■ **Material**
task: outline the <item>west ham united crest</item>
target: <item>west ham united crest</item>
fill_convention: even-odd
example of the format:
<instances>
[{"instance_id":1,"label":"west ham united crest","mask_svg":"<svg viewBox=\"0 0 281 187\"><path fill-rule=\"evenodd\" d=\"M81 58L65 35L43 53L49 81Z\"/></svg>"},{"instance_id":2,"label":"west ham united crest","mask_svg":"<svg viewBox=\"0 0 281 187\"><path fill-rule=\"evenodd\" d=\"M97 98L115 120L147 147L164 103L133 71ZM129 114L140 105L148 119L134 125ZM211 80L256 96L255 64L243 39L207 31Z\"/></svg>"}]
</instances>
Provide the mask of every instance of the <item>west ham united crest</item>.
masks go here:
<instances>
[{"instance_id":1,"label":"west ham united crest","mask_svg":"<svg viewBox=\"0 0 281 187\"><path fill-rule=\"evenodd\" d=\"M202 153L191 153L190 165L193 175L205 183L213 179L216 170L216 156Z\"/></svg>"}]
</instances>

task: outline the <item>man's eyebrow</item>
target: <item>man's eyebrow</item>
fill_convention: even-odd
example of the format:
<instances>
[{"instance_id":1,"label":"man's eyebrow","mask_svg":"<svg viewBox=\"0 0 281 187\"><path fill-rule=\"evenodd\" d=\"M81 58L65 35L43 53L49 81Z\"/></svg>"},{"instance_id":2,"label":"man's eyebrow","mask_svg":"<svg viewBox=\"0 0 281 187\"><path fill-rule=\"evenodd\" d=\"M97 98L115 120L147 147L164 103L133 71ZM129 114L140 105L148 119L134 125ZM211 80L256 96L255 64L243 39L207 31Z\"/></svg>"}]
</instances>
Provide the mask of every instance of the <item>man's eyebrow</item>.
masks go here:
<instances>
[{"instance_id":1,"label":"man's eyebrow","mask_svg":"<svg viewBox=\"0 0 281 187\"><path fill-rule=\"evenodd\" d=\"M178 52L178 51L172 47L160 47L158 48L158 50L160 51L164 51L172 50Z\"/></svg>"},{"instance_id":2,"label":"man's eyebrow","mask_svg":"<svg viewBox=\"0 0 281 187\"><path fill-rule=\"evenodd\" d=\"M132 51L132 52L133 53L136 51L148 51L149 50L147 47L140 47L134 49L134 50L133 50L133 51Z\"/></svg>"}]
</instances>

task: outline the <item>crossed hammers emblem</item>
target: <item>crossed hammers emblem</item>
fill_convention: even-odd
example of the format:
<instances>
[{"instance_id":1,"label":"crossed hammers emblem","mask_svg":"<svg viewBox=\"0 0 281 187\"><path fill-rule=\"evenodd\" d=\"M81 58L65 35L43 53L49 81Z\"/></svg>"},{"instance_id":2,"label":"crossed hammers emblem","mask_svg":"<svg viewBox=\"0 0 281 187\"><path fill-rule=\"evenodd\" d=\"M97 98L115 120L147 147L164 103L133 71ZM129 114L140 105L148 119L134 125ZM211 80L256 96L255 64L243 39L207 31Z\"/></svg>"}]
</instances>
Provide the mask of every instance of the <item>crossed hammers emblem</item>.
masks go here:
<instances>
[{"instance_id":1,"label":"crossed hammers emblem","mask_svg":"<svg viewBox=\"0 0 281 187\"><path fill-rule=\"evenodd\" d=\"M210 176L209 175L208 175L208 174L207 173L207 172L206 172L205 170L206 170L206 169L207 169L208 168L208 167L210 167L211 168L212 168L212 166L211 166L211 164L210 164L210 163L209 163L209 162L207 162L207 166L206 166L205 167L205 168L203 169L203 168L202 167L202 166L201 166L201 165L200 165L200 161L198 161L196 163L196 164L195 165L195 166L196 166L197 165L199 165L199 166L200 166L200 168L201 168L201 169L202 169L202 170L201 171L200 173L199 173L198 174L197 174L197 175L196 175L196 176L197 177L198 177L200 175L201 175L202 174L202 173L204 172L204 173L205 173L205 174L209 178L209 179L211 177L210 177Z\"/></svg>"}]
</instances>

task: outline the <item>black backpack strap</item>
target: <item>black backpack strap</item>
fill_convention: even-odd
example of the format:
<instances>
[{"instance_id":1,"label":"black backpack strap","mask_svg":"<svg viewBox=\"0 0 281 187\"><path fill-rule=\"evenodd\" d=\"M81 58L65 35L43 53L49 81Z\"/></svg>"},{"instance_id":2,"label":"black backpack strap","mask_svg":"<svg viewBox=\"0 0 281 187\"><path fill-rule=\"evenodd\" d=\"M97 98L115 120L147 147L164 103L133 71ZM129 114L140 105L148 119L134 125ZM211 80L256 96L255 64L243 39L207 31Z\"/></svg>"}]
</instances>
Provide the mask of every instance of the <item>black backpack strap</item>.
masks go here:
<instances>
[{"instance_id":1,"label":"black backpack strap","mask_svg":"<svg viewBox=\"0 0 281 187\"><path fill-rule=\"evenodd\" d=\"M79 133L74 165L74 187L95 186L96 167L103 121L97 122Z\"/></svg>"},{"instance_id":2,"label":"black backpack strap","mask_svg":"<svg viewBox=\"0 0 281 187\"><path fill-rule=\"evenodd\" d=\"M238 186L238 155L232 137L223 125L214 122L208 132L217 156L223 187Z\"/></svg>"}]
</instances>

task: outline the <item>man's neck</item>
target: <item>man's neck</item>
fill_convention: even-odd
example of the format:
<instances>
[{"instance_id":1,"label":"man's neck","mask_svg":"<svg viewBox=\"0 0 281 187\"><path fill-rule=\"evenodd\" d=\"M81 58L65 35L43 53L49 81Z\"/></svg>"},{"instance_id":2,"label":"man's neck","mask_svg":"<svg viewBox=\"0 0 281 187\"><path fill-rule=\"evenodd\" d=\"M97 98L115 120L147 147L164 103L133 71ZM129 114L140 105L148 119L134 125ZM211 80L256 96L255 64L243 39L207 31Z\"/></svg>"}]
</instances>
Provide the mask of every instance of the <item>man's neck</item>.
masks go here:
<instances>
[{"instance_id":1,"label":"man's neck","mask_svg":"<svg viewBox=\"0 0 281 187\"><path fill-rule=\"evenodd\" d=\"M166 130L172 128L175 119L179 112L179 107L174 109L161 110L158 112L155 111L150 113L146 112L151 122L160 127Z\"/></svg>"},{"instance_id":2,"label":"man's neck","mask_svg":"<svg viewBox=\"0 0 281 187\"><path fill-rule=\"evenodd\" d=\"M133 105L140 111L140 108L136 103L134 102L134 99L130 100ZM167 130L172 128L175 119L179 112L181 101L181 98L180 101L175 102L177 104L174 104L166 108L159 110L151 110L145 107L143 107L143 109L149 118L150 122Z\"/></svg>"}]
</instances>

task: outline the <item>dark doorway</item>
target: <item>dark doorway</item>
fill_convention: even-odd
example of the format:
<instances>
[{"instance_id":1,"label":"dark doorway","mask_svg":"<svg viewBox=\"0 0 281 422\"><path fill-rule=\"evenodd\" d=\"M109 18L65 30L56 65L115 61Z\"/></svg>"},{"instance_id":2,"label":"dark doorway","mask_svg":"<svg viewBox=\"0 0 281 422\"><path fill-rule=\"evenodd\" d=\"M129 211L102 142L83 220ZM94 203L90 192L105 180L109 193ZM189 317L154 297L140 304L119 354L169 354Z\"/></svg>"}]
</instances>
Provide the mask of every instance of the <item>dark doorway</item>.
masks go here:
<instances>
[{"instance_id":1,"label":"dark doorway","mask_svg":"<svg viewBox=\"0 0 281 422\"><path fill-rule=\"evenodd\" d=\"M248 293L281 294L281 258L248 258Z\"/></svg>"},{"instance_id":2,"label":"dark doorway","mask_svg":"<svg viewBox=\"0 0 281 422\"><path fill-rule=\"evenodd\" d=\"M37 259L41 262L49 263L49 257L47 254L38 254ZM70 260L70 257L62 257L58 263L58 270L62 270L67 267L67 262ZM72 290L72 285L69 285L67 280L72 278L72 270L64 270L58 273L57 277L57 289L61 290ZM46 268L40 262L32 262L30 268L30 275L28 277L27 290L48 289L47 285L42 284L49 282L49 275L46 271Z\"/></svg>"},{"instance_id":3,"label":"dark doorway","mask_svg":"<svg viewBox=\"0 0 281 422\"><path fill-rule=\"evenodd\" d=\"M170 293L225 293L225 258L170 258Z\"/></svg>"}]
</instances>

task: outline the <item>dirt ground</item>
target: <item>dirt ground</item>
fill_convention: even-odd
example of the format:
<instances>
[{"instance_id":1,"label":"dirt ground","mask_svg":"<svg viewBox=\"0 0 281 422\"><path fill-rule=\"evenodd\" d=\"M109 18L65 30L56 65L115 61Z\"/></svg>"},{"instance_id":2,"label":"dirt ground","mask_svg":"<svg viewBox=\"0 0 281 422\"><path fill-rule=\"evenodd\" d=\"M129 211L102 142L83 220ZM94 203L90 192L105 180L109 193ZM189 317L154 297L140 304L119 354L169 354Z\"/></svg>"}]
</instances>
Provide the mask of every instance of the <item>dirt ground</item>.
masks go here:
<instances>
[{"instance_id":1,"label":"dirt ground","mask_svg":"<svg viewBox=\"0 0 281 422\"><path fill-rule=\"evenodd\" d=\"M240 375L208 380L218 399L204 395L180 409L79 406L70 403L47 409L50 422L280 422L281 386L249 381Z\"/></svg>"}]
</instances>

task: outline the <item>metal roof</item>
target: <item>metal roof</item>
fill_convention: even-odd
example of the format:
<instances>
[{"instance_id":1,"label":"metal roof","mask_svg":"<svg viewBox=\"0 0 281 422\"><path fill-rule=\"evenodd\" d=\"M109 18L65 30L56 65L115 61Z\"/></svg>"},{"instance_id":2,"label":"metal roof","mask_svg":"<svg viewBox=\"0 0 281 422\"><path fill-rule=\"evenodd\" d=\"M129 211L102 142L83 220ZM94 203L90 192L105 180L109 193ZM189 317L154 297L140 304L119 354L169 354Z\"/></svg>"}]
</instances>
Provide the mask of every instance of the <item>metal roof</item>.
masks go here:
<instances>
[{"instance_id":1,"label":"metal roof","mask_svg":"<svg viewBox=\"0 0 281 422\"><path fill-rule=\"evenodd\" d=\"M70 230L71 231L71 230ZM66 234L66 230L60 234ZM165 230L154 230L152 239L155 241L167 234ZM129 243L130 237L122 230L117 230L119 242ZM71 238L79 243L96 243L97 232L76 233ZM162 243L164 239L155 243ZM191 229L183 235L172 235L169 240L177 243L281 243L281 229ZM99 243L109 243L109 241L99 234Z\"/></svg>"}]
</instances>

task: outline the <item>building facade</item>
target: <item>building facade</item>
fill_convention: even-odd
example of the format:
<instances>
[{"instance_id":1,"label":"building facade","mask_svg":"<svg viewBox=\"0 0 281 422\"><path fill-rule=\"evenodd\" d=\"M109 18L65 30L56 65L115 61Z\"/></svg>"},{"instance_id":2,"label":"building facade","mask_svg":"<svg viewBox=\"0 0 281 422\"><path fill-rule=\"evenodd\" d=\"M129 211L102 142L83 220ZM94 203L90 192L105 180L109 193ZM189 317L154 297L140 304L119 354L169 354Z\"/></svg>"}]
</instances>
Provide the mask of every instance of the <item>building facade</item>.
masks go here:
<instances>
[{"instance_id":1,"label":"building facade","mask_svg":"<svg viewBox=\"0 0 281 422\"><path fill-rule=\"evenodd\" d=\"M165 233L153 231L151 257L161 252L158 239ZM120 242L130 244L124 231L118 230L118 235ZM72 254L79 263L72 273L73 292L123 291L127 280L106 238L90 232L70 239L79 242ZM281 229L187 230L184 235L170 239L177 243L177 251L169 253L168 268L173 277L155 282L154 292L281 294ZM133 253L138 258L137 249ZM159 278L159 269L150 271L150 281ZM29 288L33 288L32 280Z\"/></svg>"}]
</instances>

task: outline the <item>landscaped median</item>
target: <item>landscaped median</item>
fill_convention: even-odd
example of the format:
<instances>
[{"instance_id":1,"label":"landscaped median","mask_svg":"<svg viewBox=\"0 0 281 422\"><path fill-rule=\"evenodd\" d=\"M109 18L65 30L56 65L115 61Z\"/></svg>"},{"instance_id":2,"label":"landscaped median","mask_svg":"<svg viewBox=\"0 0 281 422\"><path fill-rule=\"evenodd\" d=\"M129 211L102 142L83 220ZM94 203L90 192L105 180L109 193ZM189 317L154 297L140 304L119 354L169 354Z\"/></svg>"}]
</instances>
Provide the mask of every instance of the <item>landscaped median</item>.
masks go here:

■ **Required task**
Render everything from the line containing "task: outline the <item>landscaped" down to the final line, both included, as a Markdown table with the columns Row and Line, omitting any blank lines.

■ **Task answer**
| Row | Line |
|---|---|
| 1 | task: outline the <item>landscaped median</item> |
| 2 | target: <item>landscaped median</item> |
| 3 | fill_convention: even-odd |
| 4 | example of the format: |
| 5 | <instances> |
| 6 | [{"instance_id":1,"label":"landscaped median","mask_svg":"<svg viewBox=\"0 0 281 422\"><path fill-rule=\"evenodd\" d=\"M109 18L65 30L56 65L115 61Z\"/></svg>"},{"instance_id":2,"label":"landscaped median","mask_svg":"<svg viewBox=\"0 0 281 422\"><path fill-rule=\"evenodd\" d=\"M129 211L102 142L83 220ZM94 203L90 192L105 180L109 193ZM189 317L154 297L140 304L119 354L169 354Z\"/></svg>"}] |
| 7 | </instances> |
| 8 | Provide the mask of every instance of the <item>landscaped median</item>. |
| 9 | masks go here: |